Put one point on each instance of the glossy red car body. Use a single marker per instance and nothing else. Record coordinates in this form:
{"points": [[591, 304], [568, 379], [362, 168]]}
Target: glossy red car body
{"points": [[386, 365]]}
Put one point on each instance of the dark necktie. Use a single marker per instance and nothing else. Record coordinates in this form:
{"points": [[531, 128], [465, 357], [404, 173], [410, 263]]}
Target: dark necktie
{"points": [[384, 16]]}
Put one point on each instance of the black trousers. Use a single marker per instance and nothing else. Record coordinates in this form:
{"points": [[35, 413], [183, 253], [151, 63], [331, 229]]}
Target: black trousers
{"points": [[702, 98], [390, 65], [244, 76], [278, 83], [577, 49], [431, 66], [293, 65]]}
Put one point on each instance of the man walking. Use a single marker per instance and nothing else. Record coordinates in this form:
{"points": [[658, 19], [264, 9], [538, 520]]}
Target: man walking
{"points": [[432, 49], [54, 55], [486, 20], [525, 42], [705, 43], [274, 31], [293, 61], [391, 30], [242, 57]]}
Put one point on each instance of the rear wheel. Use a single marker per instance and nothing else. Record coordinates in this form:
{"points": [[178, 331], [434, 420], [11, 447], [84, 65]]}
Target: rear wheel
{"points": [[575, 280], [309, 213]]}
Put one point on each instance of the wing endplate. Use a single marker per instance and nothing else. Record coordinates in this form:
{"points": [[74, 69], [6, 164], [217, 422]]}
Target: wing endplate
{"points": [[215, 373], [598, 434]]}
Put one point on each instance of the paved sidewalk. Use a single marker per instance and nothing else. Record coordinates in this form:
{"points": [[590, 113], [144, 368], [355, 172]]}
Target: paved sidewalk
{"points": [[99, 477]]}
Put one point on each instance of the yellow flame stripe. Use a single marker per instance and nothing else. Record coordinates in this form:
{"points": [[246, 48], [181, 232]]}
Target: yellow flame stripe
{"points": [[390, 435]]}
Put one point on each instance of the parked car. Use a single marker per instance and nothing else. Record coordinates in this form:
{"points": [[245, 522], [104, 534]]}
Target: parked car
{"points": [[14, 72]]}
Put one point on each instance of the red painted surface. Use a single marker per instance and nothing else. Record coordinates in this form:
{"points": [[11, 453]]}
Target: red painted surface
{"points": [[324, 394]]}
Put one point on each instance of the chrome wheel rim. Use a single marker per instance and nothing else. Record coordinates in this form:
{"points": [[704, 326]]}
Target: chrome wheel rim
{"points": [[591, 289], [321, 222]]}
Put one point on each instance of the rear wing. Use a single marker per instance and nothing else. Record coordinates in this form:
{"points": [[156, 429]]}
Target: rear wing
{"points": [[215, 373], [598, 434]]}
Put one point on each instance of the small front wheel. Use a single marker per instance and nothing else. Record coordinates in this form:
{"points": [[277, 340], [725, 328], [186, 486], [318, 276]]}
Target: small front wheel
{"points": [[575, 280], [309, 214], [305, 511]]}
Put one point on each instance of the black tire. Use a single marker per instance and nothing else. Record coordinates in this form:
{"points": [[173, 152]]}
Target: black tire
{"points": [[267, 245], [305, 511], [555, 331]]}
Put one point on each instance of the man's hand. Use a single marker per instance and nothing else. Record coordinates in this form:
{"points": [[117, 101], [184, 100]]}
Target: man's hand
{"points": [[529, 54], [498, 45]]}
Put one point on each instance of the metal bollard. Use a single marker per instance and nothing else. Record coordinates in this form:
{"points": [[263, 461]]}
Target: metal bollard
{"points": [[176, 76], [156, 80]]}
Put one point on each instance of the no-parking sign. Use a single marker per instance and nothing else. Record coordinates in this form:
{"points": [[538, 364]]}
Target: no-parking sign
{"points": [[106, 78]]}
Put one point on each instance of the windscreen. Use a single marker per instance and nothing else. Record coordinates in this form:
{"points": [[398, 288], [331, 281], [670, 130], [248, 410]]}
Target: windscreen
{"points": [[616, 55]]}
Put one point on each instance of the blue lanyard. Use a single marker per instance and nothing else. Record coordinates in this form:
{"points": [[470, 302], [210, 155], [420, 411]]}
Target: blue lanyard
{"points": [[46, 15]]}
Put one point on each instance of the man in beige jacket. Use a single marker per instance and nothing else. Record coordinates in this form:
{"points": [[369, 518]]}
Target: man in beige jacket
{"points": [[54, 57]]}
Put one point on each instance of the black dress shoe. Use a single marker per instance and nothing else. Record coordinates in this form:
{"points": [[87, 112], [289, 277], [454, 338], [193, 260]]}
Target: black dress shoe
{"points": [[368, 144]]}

= = =

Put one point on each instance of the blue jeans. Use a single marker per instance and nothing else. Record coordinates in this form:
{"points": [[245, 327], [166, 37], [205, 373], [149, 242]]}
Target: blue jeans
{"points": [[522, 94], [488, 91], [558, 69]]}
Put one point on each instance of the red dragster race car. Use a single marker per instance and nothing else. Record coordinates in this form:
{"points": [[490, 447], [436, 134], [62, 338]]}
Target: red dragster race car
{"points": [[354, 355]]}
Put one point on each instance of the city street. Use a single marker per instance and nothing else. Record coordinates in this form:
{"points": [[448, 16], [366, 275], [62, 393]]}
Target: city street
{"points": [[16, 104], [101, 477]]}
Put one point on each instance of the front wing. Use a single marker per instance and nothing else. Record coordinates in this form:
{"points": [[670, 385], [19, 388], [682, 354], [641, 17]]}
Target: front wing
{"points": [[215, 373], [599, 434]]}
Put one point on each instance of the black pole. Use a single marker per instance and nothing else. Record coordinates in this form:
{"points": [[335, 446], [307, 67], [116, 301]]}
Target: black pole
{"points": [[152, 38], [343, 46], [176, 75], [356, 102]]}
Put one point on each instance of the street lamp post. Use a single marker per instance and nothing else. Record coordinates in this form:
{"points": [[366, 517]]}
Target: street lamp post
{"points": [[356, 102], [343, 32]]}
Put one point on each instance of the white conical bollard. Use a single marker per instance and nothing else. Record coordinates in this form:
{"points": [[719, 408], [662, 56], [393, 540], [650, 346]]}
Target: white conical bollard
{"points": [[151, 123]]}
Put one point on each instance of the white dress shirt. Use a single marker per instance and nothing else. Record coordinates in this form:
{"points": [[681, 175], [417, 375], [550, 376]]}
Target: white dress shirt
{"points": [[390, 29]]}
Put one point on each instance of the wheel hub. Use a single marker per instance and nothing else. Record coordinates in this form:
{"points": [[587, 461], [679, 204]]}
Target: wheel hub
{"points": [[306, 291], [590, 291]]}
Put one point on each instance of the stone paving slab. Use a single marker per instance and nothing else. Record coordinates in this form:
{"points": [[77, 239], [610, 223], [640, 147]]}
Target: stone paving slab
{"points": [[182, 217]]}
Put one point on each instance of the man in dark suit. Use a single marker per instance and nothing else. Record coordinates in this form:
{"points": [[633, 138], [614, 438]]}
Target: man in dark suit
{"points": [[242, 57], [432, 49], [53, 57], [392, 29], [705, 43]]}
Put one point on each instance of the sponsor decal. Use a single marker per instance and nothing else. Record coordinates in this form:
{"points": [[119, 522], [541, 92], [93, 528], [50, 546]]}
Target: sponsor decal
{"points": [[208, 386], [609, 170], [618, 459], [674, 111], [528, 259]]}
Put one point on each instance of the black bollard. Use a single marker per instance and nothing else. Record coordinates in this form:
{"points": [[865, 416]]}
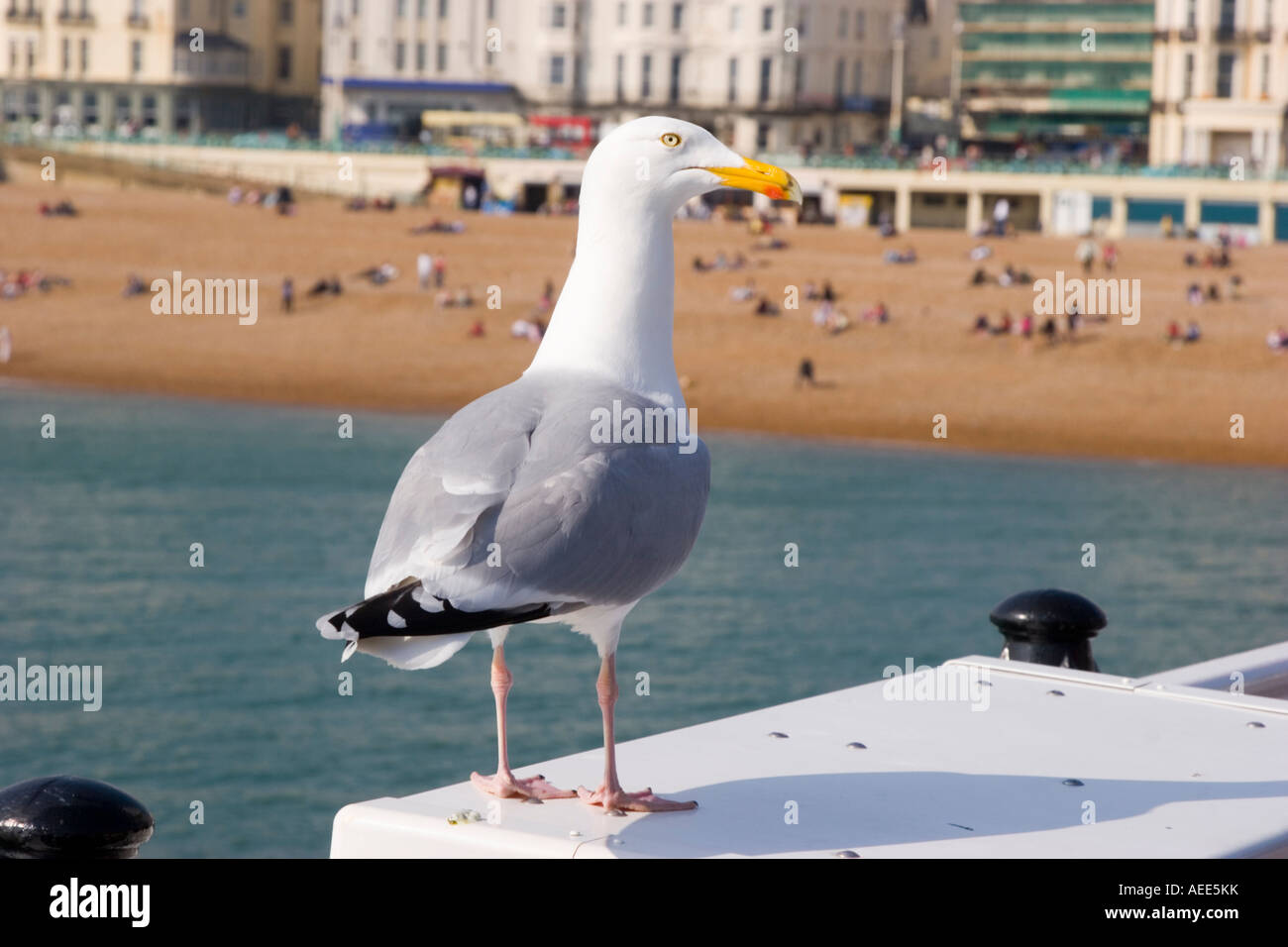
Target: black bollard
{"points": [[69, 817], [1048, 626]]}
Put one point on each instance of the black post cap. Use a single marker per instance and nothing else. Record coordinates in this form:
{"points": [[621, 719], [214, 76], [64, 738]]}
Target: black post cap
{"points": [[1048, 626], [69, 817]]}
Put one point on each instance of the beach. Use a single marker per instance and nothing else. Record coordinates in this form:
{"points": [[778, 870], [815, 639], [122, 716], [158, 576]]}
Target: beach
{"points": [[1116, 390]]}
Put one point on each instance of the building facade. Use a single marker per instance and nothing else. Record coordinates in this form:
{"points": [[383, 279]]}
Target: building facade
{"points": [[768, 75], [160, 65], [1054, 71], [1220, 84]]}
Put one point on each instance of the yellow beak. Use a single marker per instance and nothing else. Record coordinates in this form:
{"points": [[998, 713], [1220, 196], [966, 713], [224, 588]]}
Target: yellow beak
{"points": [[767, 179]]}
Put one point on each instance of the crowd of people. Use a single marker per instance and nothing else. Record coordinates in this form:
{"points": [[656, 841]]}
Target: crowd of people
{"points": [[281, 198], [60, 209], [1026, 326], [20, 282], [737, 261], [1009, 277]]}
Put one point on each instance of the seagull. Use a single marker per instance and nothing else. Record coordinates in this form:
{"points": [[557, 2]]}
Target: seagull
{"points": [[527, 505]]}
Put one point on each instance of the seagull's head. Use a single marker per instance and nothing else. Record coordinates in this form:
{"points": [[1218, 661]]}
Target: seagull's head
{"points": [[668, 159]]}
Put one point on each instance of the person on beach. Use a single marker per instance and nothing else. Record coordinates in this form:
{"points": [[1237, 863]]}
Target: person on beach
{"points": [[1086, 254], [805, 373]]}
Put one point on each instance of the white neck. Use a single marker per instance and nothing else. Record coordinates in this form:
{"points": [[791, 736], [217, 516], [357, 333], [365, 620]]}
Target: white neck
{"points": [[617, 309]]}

= = =

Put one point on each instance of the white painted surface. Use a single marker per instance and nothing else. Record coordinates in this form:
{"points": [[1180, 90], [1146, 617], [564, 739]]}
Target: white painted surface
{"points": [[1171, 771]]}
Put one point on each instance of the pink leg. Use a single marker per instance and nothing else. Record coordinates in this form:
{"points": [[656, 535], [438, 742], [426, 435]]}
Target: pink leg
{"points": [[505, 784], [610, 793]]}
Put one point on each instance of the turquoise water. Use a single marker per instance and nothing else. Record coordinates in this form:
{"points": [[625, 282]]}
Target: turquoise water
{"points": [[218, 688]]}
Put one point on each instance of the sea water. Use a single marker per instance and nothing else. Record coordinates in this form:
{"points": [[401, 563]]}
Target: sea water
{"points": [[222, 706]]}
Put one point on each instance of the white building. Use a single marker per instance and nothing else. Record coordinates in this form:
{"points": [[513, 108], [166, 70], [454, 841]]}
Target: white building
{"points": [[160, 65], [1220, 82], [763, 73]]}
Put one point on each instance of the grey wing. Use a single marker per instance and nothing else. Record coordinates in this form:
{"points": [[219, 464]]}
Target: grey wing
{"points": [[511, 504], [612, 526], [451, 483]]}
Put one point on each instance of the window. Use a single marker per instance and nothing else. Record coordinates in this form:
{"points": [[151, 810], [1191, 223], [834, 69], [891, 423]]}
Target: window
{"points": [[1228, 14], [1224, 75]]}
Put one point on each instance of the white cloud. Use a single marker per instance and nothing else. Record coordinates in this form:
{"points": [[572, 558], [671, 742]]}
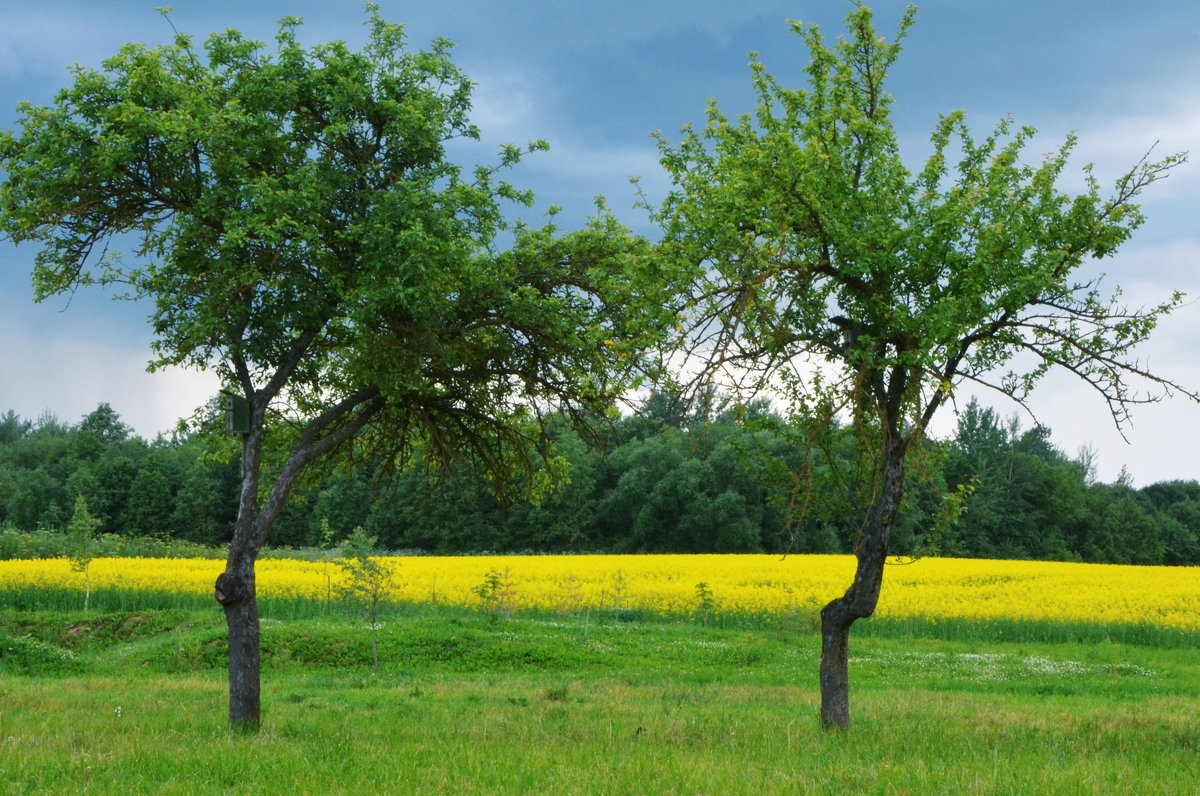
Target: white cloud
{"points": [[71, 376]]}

= = =

» EXERCISE OBJECTIVE
Could you restate word for word the lines above from the one containing "Put one point on each instance of the glossy" through the one containing "Put one point on each instance of the dark", both included, and nothing else?

» ANSWER TO THIS EXERCISE
Put one point on each instance of the glossy red car body. Use a single marker per instance and nothing else. Record coordinates in this form:
{"points": [[591, 304], [568, 379], [362, 168]]}
Target: glossy red car body
{"points": [[386, 365]]}
Put one point on each instance of the dark necktie. Use a single marker per instance and nothing else. Record coordinates in this form:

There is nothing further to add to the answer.